How to complete this task:
Rewrite the stretch from the start of the items through the line containing "box: [1231, 571, 1294, 618]" with "negative" replaced by "excluding" and everything else unchanged. Omit the pictures from your answer.

Records supplied:

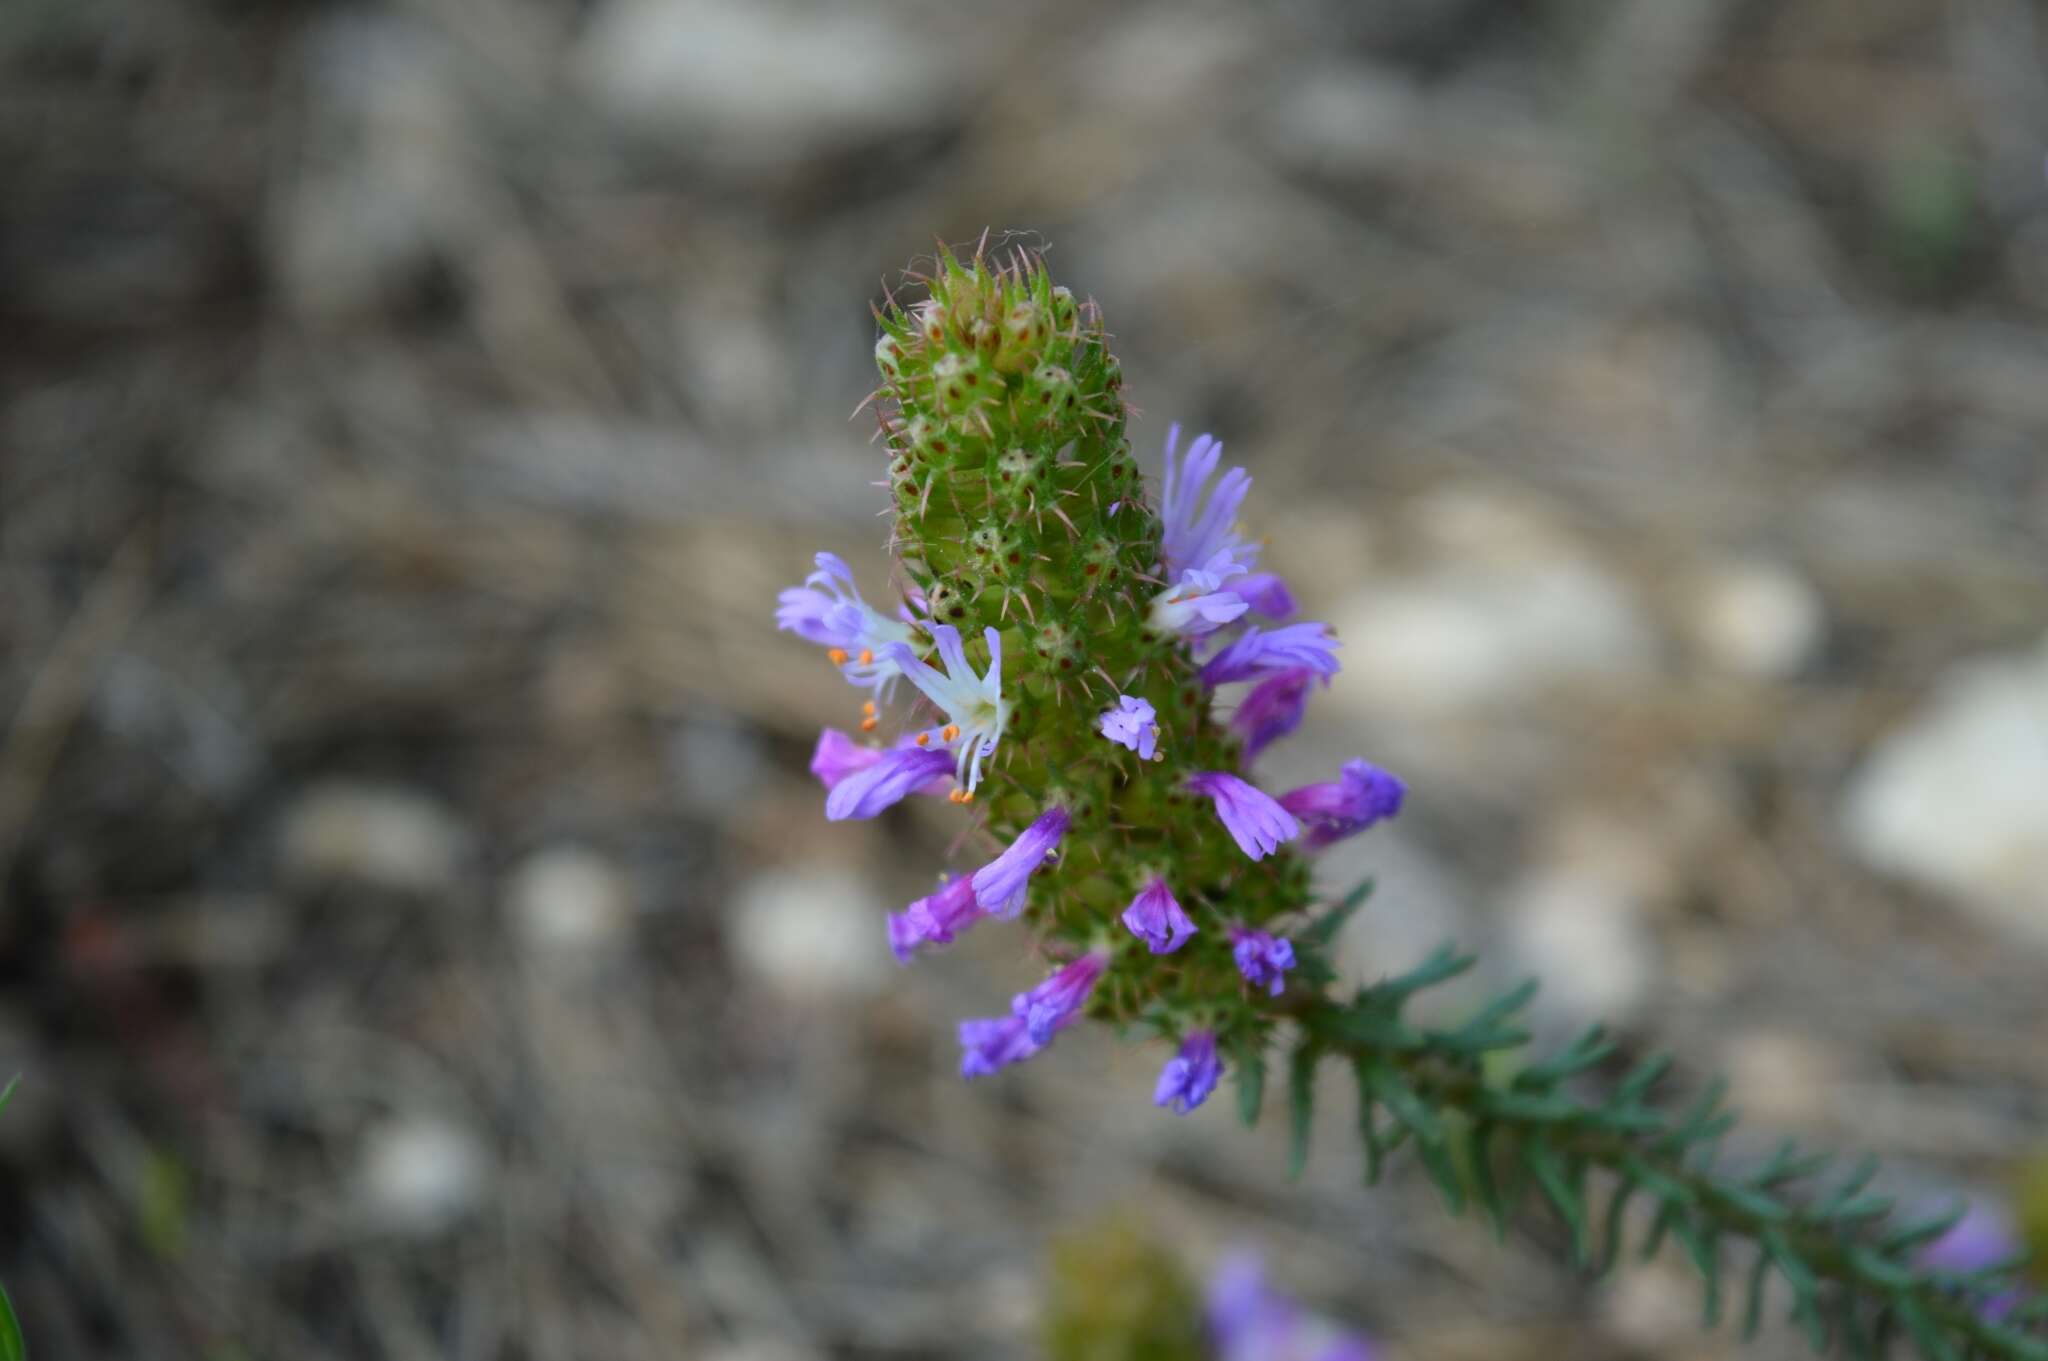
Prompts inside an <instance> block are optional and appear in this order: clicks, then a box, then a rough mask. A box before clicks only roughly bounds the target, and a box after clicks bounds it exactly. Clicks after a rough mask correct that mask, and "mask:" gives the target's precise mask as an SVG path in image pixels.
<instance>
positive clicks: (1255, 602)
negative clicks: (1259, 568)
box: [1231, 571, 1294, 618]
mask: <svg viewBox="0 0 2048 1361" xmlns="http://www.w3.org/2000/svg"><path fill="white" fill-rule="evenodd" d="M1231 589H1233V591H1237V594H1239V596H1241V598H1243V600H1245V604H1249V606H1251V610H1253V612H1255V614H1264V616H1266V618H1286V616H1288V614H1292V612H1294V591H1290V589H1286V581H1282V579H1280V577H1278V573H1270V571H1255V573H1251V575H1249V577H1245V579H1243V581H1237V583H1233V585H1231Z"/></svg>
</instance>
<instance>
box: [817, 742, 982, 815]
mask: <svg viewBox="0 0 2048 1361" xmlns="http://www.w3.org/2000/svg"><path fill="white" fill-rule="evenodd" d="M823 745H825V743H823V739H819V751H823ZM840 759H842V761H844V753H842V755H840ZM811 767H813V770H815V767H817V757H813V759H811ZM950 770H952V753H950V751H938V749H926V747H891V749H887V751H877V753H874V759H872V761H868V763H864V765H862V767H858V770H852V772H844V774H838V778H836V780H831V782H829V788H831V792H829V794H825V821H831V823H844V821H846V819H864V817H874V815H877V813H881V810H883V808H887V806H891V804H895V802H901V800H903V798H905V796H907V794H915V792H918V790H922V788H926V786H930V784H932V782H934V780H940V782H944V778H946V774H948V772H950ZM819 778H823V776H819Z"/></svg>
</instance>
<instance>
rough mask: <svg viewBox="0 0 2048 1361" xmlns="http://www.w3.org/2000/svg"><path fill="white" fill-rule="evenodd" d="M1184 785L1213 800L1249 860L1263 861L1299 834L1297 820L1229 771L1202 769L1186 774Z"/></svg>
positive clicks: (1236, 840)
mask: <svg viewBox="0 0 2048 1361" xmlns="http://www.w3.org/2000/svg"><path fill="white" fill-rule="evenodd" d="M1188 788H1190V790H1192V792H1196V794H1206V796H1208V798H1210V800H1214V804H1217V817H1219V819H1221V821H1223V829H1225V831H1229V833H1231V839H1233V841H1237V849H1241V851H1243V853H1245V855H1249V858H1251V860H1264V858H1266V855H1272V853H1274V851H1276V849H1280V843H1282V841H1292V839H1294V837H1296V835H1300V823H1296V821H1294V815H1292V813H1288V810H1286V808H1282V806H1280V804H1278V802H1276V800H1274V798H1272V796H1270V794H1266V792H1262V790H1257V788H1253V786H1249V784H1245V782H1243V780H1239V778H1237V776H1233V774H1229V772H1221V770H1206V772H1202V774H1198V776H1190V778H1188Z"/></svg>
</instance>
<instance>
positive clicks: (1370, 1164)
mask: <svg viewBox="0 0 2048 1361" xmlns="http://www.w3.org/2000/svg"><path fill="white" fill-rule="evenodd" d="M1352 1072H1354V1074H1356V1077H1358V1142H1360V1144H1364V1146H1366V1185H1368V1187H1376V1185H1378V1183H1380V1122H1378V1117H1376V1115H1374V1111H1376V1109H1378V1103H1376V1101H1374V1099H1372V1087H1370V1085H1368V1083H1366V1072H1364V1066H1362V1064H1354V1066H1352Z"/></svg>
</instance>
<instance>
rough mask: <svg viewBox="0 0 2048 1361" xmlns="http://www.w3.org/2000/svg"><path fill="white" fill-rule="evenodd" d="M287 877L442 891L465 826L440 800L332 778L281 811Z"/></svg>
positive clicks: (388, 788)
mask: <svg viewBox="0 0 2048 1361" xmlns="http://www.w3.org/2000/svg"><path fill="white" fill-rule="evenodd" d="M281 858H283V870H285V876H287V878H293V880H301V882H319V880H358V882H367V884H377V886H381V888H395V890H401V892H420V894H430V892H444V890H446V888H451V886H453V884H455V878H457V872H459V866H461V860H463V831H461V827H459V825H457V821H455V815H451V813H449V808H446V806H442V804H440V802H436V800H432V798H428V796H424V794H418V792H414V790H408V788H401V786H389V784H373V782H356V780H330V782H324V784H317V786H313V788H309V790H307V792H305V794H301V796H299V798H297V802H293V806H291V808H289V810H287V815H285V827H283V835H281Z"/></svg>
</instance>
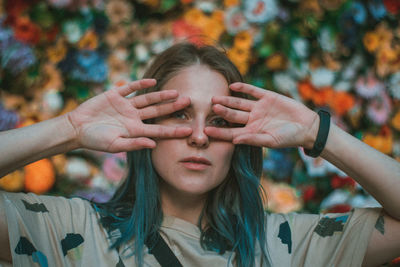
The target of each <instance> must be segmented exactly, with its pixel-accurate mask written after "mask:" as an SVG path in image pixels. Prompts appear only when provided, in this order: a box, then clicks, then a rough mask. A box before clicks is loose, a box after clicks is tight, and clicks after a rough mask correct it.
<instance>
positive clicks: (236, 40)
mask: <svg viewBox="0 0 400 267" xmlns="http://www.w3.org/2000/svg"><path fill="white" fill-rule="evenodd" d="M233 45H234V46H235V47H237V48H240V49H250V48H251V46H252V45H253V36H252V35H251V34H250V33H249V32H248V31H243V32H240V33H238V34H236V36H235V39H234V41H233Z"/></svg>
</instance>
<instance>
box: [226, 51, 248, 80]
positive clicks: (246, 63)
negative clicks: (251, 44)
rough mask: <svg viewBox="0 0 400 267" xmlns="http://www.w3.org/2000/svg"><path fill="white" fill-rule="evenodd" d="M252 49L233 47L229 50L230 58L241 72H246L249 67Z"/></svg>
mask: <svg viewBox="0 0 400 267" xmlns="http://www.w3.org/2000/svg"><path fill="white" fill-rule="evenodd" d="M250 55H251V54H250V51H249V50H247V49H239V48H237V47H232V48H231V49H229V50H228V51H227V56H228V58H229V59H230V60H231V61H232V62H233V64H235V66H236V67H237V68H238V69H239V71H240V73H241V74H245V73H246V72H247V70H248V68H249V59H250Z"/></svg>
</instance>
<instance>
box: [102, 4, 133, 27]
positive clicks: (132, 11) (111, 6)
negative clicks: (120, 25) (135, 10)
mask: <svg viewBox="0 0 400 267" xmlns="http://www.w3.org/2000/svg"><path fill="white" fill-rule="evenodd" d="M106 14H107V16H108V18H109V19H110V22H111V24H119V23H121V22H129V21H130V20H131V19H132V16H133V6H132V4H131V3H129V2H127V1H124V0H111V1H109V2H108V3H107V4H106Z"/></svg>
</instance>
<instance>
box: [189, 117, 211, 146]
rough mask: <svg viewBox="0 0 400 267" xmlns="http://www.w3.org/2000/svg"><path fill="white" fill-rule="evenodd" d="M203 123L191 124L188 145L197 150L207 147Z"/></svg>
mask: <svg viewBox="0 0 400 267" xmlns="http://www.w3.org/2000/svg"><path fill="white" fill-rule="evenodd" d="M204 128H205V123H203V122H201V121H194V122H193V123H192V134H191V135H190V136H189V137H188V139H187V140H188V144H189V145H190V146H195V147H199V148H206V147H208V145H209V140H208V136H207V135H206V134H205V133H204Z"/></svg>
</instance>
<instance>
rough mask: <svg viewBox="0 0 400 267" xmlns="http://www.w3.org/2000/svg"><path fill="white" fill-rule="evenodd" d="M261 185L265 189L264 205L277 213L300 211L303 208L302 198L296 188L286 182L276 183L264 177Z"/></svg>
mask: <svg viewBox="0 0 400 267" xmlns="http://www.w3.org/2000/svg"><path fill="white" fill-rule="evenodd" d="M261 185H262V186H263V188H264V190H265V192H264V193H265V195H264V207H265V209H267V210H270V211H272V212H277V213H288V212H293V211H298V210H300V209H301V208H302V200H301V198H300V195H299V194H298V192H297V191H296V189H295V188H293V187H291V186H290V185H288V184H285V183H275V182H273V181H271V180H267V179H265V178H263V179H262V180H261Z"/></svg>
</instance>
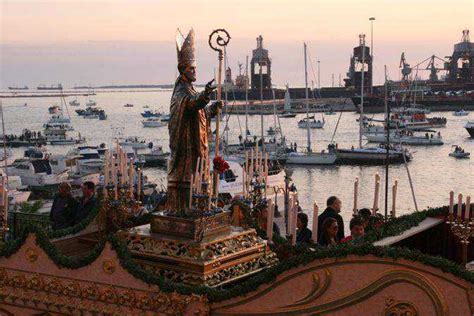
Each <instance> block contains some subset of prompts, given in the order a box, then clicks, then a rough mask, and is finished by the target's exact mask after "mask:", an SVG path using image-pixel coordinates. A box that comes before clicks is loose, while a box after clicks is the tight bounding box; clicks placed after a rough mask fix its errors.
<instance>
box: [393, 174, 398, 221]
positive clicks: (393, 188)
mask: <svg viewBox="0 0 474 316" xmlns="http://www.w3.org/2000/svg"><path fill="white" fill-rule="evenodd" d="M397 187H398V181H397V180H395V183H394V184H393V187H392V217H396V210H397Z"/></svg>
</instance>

Exercise output:
Prompts inside an <instance> block are optional and appear in this order: clicks, then a box, then a rough mask. A box before clicks only roughly bounds the target, and a box after clicks bounds it exactly. Clicks after a rough mask correct that mask, and "mask:" gives the target's precise mask as an SVG path in image pixels.
<instance>
positive clicks: (1255, 602)
excluding clicks: (1259, 568)
box: [1231, 571, 1294, 618]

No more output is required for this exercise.